Document section
Segment Open
This process would likely result in a disparity in federal law throughout the country, but that is the consequence of federal trial and appellate courts of limited geographical jurisdiction. If this is problem, then Congress would need to pass legislation altering the jurisdiction of the lower courts in challenges to federal laws, or creating a new tier of federal courts with national jurisdiction.
Not every case should or can result in a national injunction. However, I would argue that the power must still be possible for the courts.
I would offer Korematsu as an example of a case brought by a single individual and the only remedy for the gross and glaring usurpation of power would have been a national injunction because it was a national policy, not respective of judicial districts or state jurisdiction.
Of course, the courts decided with the government, big surprise there.
The Korematsu case was an appeal from a criminal conviction. It was not procedurally proper to issue a nationwide injunction.
How influential will Judge Grant's work be?
Segment Closed
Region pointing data
Segment Open
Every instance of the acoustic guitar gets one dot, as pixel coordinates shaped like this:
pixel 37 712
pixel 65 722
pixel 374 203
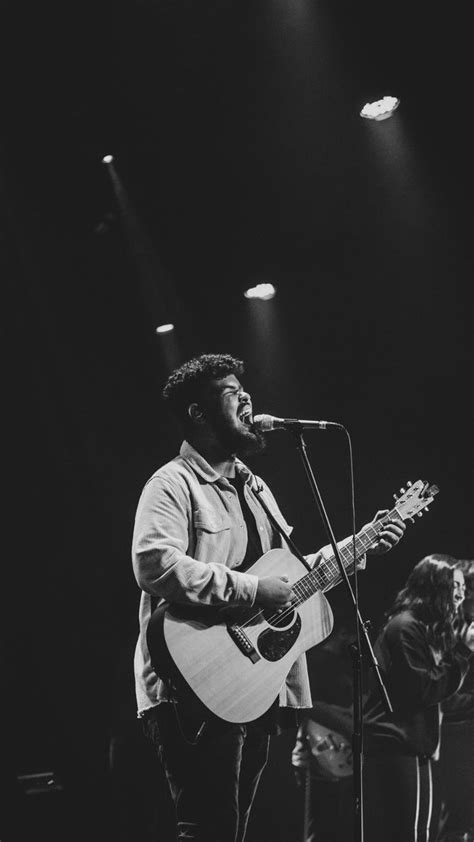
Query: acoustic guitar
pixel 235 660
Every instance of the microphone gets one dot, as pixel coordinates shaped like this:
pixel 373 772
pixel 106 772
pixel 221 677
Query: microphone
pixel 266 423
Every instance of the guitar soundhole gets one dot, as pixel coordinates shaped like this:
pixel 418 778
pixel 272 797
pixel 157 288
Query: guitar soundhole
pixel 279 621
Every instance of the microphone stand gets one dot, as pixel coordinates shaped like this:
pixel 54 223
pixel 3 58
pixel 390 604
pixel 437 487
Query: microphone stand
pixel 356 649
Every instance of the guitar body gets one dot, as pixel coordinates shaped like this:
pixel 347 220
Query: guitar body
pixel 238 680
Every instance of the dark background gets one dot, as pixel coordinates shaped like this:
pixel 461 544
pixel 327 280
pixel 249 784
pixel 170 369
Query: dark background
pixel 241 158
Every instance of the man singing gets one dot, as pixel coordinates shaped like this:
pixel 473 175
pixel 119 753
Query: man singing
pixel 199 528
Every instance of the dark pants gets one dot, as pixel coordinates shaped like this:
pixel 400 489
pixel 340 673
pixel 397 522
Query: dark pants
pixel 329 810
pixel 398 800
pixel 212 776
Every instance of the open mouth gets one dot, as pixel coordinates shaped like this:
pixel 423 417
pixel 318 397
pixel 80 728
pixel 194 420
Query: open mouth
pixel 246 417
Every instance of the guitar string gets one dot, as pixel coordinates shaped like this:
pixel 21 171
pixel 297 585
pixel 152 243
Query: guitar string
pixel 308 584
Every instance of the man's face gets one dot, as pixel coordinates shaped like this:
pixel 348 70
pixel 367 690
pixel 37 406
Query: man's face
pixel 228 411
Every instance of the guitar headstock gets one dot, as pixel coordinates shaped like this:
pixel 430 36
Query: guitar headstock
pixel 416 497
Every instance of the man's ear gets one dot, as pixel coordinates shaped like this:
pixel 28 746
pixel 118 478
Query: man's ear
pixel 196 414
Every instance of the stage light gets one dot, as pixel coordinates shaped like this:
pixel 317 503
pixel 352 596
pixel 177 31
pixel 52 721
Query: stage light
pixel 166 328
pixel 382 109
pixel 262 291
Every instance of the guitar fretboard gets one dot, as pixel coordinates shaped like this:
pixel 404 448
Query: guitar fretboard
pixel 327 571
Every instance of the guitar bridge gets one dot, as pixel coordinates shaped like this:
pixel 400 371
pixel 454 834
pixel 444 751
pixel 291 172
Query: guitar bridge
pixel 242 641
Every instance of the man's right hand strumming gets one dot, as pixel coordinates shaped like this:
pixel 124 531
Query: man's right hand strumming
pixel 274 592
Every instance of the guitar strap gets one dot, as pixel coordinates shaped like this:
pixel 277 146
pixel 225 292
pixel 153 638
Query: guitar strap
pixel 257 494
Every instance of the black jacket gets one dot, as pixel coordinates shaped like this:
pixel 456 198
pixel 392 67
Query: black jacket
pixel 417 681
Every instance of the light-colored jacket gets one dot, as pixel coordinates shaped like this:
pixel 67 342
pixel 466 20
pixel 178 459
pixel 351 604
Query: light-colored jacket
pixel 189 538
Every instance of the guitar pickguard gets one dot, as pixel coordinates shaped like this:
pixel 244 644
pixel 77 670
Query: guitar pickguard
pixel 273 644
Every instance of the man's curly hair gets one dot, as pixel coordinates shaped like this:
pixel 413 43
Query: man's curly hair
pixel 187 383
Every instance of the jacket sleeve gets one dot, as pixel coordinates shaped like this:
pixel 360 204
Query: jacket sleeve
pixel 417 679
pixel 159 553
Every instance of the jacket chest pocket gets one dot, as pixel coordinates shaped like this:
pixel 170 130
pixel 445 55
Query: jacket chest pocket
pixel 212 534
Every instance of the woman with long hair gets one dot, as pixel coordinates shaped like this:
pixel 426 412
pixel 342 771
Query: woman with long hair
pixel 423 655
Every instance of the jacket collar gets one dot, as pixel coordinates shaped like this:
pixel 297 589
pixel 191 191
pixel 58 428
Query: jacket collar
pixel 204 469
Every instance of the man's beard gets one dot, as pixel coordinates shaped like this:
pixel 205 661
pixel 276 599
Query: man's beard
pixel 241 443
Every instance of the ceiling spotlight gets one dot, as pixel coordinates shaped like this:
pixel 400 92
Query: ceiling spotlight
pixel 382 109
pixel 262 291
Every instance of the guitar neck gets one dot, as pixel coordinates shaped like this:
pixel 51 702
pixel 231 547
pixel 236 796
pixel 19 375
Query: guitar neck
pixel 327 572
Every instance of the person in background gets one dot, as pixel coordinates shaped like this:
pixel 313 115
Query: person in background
Segment Closed
Segment Open
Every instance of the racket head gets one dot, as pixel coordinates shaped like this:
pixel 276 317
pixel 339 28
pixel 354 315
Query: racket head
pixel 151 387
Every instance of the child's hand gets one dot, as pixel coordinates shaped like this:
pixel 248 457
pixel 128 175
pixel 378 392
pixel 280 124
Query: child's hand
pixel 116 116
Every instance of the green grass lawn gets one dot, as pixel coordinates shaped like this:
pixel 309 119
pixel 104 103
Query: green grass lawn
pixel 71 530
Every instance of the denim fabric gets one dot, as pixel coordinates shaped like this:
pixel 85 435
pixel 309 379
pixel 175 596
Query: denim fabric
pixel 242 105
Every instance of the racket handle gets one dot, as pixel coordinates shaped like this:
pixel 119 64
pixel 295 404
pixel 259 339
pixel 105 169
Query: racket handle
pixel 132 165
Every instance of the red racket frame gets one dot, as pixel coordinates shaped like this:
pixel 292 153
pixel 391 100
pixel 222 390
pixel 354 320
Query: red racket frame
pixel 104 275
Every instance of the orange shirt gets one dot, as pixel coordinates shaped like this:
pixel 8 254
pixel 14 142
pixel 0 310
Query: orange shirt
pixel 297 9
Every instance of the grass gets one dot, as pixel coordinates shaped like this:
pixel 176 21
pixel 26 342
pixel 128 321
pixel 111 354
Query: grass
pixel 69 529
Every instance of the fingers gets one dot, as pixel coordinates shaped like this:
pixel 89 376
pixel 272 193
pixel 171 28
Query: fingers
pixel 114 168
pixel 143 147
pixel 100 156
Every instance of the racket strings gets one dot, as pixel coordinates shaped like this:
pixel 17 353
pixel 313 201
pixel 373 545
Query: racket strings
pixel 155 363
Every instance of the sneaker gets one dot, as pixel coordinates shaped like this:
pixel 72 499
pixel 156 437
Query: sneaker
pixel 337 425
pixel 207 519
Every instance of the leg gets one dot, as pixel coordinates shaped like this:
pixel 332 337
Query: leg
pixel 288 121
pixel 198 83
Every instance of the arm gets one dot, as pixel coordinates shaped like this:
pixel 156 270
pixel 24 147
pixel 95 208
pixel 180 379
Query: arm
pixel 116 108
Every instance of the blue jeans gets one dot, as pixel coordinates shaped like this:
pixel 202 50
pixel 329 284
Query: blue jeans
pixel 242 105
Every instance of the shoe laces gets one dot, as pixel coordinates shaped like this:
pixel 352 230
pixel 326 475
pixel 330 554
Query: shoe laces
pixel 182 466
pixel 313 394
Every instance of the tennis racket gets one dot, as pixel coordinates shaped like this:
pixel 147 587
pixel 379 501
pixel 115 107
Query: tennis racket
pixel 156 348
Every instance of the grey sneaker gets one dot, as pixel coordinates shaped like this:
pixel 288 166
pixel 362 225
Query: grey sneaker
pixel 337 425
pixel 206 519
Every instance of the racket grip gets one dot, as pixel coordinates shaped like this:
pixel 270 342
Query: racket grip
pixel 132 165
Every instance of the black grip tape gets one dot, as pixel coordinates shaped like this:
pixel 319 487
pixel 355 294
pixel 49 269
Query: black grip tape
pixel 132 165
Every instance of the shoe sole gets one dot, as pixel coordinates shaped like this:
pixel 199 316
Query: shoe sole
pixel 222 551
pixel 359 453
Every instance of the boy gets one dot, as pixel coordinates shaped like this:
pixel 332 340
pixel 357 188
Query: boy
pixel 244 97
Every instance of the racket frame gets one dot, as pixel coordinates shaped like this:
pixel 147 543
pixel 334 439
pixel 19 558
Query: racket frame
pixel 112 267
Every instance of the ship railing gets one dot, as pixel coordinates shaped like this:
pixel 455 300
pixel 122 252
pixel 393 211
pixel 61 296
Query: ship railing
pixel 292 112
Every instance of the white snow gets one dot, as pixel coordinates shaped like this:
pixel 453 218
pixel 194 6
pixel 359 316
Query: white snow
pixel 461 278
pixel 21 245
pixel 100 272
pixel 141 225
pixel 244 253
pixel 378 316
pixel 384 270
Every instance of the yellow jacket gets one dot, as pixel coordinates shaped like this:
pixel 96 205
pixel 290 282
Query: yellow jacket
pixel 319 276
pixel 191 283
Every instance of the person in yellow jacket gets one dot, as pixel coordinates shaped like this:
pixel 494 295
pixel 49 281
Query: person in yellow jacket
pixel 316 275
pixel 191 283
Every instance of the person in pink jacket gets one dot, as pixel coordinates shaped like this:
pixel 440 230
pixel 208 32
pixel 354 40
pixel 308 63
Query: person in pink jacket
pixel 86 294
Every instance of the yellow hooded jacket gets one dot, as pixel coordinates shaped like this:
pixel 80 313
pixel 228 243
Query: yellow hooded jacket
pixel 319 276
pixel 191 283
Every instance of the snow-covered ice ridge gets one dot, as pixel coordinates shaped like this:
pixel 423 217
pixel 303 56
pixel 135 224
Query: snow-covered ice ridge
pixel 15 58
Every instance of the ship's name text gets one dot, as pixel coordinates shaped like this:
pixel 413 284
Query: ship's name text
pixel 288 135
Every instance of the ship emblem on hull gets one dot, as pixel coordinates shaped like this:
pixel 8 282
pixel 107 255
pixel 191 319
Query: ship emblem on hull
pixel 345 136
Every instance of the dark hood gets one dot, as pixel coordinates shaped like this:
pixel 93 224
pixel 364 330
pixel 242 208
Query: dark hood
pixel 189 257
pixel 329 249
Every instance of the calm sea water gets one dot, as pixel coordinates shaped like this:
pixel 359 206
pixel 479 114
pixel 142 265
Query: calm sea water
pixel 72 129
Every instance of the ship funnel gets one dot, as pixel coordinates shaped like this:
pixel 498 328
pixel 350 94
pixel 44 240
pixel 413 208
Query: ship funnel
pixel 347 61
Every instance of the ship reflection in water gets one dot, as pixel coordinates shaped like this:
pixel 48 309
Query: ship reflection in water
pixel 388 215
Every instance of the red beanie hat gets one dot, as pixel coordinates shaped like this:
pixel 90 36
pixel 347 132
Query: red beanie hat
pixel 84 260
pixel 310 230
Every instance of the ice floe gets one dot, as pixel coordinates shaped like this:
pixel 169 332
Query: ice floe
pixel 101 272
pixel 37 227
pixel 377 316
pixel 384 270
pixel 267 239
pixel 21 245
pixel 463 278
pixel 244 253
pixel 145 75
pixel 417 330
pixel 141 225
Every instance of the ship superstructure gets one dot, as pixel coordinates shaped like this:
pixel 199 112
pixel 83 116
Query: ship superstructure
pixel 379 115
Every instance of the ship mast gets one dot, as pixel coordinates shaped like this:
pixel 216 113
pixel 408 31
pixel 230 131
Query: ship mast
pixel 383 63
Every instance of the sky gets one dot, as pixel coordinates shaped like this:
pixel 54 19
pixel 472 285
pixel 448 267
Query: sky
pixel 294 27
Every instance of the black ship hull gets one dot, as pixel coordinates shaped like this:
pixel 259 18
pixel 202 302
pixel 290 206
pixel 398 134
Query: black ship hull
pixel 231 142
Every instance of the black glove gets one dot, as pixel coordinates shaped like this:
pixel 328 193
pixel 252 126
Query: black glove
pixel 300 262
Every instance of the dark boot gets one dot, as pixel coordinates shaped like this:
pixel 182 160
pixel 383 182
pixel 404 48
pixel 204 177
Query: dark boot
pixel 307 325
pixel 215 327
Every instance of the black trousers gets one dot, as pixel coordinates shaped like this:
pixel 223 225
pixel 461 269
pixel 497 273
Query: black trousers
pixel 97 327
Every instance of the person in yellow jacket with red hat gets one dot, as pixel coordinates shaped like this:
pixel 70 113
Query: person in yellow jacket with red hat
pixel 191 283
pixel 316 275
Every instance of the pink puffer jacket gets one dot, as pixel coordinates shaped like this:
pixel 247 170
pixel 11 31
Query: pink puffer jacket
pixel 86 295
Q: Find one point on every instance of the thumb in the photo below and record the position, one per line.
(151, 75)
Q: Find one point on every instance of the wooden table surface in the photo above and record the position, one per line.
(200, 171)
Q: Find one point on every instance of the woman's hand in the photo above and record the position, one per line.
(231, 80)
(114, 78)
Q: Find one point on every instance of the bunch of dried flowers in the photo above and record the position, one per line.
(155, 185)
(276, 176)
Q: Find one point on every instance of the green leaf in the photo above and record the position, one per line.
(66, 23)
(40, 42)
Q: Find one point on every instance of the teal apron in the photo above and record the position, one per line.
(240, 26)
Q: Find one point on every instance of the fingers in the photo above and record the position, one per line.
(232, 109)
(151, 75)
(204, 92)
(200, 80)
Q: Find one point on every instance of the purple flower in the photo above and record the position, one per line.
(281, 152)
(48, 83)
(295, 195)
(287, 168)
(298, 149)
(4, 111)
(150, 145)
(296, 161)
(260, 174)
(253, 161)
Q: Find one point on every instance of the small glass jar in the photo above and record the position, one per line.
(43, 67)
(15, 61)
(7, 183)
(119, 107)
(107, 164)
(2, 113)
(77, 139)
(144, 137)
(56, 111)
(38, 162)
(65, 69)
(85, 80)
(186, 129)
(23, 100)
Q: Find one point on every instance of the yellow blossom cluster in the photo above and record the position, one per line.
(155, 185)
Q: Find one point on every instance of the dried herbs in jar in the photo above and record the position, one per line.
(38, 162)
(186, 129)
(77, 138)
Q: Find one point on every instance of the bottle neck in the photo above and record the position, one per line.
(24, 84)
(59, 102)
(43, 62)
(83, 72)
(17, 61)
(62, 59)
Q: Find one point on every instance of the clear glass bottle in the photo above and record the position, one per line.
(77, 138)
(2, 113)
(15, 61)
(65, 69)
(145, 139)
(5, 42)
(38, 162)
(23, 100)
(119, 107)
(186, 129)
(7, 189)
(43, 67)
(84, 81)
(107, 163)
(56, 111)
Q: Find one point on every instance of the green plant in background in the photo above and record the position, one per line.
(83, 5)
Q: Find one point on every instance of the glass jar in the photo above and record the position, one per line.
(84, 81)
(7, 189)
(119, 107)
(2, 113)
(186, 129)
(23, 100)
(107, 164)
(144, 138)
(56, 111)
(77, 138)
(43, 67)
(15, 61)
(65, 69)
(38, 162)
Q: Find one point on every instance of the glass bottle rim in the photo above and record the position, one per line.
Segment Closed
Problem 1
In the text on national injunctions, what was the Korematsu case an appeal from?
Problem 2
Repeat the passage of the text on national injunctions that begins with the words containing "This process would" and ends with "or state jurisdiction.".

Final answer 1
A criminal conviction.

Final answer 2
This process would likely result in a disparity in federal law throughout the country, but that is the consequence of federal trial and appellate courts of limited geographical jurisdiction. If this is problem, then Congress would need to pass legislation altering the jurisdiction of the lower courts in challenges to federal laws, or creating a new tier of federal courts with national jurisdiction.
Not every case should or can result in a national injunction. However, I would argue that the power must still be possible for the courts.
I would offer Korematsu as an example of a case brought by a single individual and the only remedy for the gross and glaring usurpation of power would have been a national injunction because it was a national policy, not respective of judicial districts or state jurisdiction.